TEXTO DADO

Quando começou a "operação militar da Rússia" na Ucrânia bloguei imenso sobre o assunto. Alguns textos reactivos - furioso com os dislates lusos que ia lendo (e que António Araújo coligiu). Outros "pedagógicos" ("presunção e água benta..."), querendo avisar os interlocutores como poderiam entender o real e presumir o futuro. ("Devias ser comentador", dizem-me alguns amigos mais próximos, solidários com o meu desarrumo. No que sempre concordo, o meu sonho, utopia mesmo, de sexagenário é ser comentador futebolístico. O "novo Ventura", até me imagino).

DADOS
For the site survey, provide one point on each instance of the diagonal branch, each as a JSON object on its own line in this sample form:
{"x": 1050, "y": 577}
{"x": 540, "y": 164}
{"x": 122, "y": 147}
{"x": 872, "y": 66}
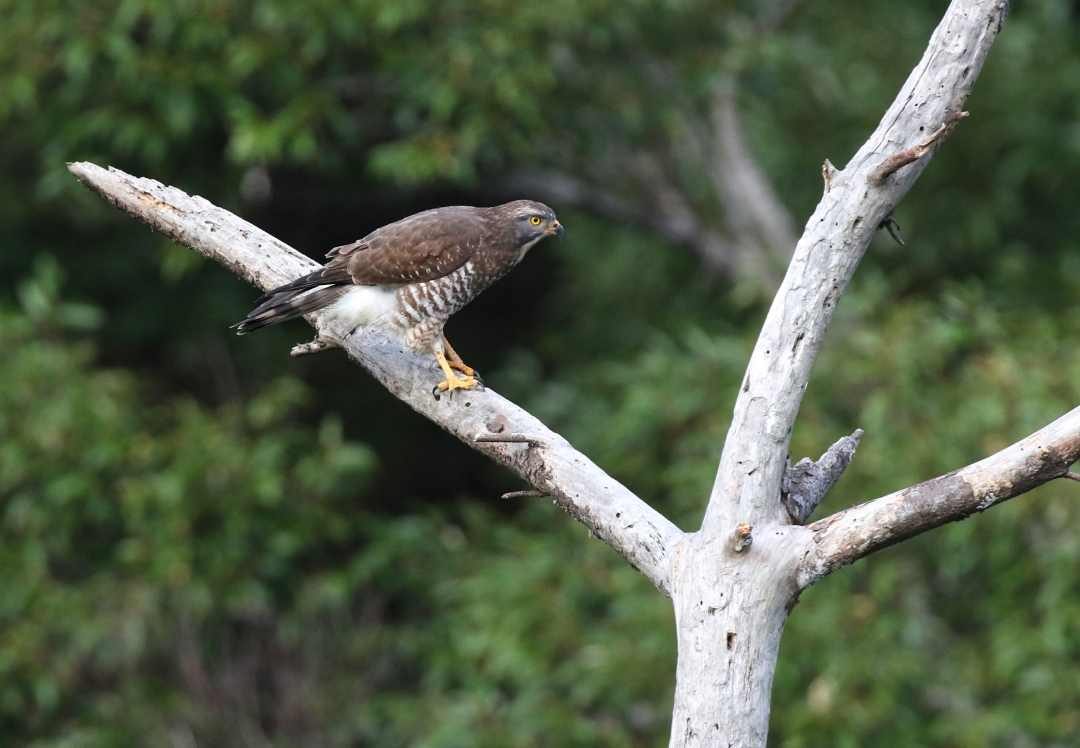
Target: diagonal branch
{"x": 848, "y": 535}
{"x": 539, "y": 456}
{"x": 836, "y": 236}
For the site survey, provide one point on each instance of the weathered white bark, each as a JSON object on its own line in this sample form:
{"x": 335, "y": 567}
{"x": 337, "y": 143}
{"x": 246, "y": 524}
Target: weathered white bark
{"x": 859, "y": 531}
{"x": 734, "y": 582}
{"x": 548, "y": 461}
{"x": 723, "y": 695}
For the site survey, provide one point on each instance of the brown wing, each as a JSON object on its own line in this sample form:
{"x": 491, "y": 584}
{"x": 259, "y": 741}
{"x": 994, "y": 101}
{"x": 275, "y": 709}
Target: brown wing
{"x": 421, "y": 247}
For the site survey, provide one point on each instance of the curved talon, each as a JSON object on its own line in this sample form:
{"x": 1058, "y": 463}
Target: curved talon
{"x": 460, "y": 366}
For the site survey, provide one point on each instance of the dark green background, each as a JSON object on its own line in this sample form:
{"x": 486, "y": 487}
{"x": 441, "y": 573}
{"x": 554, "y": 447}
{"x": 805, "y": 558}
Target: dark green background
{"x": 204, "y": 542}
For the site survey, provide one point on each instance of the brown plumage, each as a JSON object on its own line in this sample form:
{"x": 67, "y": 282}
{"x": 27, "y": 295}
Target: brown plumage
{"x": 408, "y": 277}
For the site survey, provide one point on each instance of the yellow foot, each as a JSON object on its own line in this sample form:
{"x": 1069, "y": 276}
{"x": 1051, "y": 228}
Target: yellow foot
{"x": 458, "y": 383}
{"x": 460, "y": 366}
{"x": 453, "y": 381}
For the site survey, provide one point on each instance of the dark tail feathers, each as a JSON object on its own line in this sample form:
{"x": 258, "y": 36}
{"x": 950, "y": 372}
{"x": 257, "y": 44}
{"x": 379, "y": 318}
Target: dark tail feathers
{"x": 287, "y": 302}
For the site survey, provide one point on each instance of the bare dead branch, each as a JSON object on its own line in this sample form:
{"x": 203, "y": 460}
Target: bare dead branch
{"x": 615, "y": 515}
{"x": 808, "y": 481}
{"x": 525, "y": 494}
{"x": 859, "y": 531}
{"x": 752, "y": 466}
{"x": 912, "y": 154}
{"x": 505, "y": 438}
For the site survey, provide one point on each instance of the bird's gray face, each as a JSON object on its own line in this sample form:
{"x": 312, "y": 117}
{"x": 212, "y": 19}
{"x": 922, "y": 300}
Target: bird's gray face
{"x": 532, "y": 221}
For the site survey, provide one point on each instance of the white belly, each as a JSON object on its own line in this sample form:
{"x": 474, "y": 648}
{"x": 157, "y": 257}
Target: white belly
{"x": 370, "y": 307}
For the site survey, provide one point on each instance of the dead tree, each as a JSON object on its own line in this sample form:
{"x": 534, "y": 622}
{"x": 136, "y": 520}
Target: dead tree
{"x": 734, "y": 581}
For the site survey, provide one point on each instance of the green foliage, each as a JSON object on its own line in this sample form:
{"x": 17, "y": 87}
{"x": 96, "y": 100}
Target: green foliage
{"x": 174, "y": 572}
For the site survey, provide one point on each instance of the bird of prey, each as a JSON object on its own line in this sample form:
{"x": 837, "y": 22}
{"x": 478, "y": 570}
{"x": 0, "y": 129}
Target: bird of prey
{"x": 406, "y": 279}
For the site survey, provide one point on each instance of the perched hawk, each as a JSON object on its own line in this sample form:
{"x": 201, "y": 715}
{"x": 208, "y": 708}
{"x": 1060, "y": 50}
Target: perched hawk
{"x": 407, "y": 279}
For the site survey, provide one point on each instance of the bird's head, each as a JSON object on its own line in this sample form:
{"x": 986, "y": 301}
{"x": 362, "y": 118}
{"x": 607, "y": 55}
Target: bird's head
{"x": 531, "y": 221}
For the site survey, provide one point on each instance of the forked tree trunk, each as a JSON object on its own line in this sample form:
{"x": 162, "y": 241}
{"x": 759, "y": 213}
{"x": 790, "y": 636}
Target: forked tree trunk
{"x": 733, "y": 582}
{"x": 730, "y": 610}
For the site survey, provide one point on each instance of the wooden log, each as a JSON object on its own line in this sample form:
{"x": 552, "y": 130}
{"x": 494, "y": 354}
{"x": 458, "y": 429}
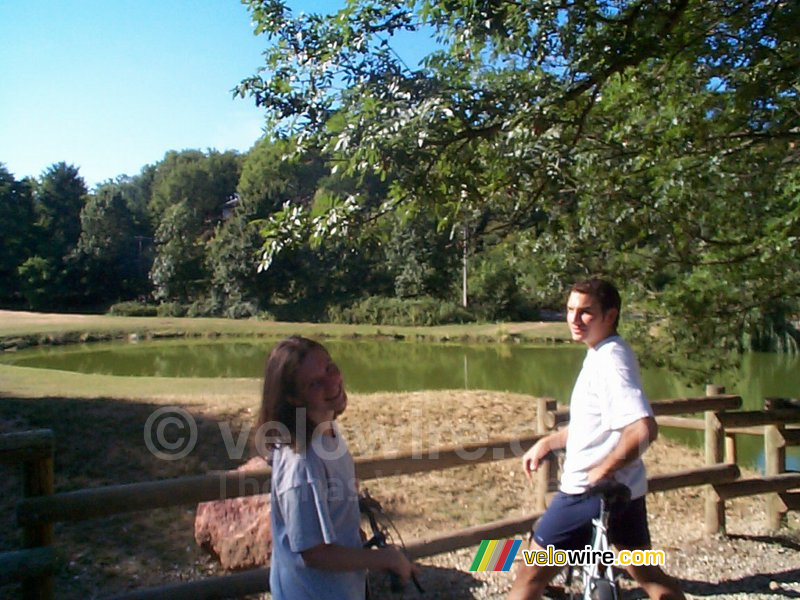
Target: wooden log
{"x": 758, "y": 485}
{"x": 774, "y": 464}
{"x": 791, "y": 500}
{"x": 257, "y": 580}
{"x": 673, "y": 406}
{"x": 252, "y": 581}
{"x": 791, "y": 437}
{"x": 110, "y": 500}
{"x": 752, "y": 418}
{"x": 26, "y": 564}
{"x": 471, "y": 536}
{"x": 681, "y": 422}
{"x": 115, "y": 499}
{"x": 25, "y": 446}
{"x": 730, "y": 448}
{"x": 693, "y": 477}
{"x": 714, "y": 454}
{"x": 680, "y": 406}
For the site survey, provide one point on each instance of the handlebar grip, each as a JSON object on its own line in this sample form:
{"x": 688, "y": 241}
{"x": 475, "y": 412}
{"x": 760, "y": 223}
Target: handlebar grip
{"x": 395, "y": 583}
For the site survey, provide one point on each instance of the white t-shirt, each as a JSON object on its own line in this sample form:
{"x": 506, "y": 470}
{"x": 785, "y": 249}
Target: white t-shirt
{"x": 314, "y": 501}
{"x": 607, "y": 397}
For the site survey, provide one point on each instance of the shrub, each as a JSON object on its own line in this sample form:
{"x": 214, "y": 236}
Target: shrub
{"x": 133, "y": 308}
{"x": 171, "y": 309}
{"x": 378, "y": 310}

TAREFA
Copie tal e qual do texto dado o trecho que começa nas palavras "Quando começou a" e termina logo após "até me imagino).".

RESPOSTA
Quando começou a "operação militar da Rússia" na Ucrânia bloguei imenso sobre o assunto. Alguns textos reactivos - furioso com os dislates lusos que ia lendo (e que António Araújo coligiu). Outros "pedagógicos" ("presunção e água benta..."), querendo avisar os interlocutores como poderiam entender o real e presumir o futuro. ("Devias ser comentador", dizem-me alguns amigos mais próximos, solidários com o meu desarrumo. No que sempre concordo, o meu sonho, utopia mesmo, de sexagenário é ser comentador futebolístico. O "novo Ventura", até me imagino).